Please locate every line of the material below that contains the word "cliff" and copy each such line. Case counts.

>> start

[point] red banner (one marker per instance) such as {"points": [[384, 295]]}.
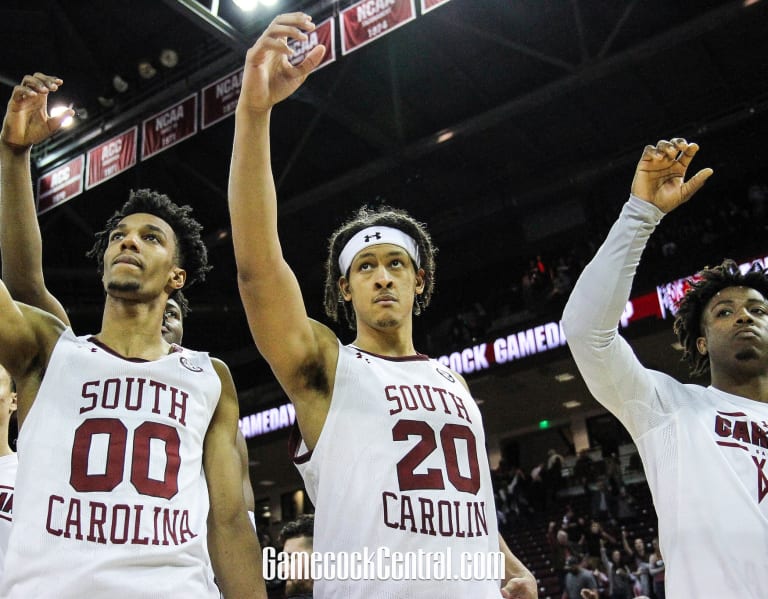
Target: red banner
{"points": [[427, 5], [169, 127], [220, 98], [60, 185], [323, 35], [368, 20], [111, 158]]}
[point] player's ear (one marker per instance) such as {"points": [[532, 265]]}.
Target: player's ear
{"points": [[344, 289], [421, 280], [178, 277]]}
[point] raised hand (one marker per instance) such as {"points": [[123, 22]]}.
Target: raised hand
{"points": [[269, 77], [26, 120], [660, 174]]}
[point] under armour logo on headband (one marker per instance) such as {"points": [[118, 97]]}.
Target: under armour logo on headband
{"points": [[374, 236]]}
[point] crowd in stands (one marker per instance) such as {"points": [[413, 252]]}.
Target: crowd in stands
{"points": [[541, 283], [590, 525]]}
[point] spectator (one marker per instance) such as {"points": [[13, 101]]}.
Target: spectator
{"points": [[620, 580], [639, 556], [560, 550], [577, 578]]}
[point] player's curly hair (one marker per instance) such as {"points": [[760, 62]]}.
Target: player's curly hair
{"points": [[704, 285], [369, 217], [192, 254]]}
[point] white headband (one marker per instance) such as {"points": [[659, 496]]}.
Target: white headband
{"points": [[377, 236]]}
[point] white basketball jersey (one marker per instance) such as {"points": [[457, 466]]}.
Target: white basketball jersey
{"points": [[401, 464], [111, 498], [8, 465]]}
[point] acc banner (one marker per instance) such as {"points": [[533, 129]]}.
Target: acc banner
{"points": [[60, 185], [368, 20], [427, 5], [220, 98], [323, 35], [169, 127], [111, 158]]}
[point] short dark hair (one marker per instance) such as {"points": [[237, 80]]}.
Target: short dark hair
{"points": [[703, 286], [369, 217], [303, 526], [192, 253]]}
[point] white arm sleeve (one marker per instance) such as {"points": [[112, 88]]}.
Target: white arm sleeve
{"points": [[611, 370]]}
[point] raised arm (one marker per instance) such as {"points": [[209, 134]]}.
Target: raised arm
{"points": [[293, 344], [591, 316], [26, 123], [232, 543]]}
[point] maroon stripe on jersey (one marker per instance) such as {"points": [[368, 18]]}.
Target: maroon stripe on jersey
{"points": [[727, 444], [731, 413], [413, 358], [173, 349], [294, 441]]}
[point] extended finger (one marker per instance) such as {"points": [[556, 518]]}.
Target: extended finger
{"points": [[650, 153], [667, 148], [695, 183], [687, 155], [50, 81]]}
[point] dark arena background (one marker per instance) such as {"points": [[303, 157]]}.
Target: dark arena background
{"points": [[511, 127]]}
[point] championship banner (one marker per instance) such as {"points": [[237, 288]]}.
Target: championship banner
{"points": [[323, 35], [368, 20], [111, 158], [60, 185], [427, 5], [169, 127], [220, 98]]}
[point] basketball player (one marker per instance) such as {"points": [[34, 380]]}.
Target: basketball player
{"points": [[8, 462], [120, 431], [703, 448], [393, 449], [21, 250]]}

>> end
>> start

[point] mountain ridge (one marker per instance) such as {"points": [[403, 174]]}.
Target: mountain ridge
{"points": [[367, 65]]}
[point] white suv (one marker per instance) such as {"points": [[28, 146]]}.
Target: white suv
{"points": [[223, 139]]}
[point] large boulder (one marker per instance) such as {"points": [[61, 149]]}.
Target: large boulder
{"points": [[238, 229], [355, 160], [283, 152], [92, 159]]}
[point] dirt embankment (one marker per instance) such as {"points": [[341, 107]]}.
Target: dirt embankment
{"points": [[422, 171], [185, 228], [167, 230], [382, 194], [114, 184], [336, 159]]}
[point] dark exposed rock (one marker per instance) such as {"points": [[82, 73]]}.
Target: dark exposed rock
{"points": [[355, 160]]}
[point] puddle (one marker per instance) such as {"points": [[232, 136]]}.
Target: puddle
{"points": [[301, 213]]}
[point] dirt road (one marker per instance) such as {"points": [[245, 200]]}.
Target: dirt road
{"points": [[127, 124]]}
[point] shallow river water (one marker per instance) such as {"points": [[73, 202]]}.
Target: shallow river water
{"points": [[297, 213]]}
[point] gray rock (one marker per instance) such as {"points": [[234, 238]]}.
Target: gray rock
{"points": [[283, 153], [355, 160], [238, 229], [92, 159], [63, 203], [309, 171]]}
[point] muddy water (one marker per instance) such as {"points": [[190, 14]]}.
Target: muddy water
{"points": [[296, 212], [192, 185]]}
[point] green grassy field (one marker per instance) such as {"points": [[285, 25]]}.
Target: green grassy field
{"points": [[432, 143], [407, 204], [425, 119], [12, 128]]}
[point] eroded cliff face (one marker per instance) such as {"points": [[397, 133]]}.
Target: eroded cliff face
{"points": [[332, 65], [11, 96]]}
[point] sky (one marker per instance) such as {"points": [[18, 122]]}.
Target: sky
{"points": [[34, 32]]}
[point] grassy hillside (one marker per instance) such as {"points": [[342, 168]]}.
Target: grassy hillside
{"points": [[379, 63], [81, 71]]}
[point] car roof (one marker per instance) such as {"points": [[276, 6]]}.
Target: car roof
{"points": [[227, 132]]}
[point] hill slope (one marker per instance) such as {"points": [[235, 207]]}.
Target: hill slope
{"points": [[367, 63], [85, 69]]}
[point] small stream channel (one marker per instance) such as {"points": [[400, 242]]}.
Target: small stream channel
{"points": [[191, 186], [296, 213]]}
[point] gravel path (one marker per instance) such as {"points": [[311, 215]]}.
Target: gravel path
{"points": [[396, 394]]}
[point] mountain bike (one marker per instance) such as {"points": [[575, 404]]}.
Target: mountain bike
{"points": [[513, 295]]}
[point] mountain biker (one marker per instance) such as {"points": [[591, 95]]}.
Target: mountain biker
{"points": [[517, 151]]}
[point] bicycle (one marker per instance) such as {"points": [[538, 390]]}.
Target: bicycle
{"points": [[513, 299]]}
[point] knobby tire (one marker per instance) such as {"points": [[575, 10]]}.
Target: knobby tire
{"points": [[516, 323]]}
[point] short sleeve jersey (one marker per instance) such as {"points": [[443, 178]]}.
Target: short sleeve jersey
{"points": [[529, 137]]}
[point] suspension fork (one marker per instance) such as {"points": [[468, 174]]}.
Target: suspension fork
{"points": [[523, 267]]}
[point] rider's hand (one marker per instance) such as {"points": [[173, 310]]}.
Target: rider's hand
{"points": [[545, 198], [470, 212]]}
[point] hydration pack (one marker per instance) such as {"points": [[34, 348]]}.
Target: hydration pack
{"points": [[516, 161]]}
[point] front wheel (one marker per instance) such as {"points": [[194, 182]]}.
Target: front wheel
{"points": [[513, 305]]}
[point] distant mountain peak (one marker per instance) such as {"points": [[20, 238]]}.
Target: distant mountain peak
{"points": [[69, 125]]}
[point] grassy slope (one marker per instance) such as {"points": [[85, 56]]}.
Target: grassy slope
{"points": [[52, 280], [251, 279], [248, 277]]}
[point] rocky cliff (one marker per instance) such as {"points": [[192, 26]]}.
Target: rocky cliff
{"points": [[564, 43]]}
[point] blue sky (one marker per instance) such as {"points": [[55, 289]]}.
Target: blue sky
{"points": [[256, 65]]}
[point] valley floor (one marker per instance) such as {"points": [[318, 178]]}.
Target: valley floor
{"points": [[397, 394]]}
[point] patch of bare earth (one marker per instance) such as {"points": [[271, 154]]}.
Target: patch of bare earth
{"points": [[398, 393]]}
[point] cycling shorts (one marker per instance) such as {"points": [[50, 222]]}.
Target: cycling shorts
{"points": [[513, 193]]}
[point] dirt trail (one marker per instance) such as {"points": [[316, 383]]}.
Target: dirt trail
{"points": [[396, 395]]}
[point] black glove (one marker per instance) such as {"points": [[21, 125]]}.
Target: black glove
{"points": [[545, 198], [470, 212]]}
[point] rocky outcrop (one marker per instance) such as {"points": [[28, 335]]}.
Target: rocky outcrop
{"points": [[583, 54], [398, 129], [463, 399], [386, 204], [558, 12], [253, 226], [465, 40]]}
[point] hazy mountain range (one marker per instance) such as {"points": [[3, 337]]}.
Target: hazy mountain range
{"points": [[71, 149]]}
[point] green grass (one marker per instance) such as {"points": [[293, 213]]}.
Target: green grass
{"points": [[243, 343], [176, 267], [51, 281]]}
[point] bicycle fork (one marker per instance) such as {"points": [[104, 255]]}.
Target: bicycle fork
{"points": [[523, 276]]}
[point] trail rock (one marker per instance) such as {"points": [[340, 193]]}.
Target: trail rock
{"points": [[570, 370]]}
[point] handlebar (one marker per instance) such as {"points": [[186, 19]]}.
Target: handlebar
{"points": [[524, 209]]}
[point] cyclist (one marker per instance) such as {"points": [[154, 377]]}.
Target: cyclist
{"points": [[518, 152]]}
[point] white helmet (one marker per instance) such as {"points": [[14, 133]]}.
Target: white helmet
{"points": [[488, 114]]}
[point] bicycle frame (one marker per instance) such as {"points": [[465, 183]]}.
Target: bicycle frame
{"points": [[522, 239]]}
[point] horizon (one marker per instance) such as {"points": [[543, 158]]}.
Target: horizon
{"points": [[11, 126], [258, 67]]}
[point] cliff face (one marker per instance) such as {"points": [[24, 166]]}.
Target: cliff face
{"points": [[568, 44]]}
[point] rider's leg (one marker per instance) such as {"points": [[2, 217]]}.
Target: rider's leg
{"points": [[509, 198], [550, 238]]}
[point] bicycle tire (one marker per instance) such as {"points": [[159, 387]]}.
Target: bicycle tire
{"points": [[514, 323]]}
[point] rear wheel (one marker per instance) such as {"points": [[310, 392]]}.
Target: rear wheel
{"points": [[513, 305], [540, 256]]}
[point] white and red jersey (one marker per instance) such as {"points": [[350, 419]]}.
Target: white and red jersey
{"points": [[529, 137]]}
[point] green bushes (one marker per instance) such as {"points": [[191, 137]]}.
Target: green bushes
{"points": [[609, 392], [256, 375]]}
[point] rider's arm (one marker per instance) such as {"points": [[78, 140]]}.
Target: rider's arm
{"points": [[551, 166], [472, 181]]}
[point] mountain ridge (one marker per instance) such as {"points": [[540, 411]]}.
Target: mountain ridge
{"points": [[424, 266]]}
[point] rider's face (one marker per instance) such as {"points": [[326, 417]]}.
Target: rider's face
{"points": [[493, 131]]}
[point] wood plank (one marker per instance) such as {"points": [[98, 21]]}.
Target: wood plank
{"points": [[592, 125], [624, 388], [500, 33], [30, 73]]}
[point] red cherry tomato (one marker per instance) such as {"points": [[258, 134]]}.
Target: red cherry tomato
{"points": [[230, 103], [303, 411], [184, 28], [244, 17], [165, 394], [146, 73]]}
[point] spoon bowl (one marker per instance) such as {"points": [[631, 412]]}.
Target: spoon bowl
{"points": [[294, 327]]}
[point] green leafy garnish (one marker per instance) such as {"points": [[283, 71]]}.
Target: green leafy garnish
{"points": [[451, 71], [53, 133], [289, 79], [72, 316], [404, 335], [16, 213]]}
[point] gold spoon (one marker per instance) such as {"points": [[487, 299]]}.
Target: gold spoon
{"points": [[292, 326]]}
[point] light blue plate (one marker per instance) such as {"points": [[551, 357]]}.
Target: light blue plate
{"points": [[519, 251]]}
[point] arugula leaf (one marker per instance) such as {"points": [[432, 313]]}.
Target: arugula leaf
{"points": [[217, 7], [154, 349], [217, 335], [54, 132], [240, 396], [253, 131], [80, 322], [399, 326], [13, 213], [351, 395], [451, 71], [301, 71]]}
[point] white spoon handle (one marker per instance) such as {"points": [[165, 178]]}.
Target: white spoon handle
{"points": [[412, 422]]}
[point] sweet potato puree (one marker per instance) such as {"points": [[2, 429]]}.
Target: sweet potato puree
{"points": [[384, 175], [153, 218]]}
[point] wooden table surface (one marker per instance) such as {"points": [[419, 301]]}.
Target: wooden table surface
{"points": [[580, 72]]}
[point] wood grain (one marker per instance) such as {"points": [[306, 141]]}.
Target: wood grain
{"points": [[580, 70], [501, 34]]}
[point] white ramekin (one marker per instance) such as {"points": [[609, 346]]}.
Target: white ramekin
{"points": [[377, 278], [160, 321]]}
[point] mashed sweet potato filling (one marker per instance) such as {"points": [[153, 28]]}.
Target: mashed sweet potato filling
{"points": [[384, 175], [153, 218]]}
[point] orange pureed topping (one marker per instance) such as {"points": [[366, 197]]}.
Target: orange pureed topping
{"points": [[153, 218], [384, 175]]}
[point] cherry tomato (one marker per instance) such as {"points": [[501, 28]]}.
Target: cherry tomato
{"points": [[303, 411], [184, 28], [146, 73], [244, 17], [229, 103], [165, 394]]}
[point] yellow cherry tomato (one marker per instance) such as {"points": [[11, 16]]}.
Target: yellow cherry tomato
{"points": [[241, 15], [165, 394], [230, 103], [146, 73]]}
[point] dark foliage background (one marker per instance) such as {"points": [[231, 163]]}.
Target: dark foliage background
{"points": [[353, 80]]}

>> end

CORRECT RESULT:
[point] eroded cliff face (one marker per instance) such as {"points": [[397, 133]]}.
Target: eroded cliff face
[point] rocky cliff (one marker per instance) such as {"points": [[192, 26]]}.
Target: rocky cliff
[point] cliff face (one marker per instance) such as {"points": [[24, 166]]}.
Target: cliff face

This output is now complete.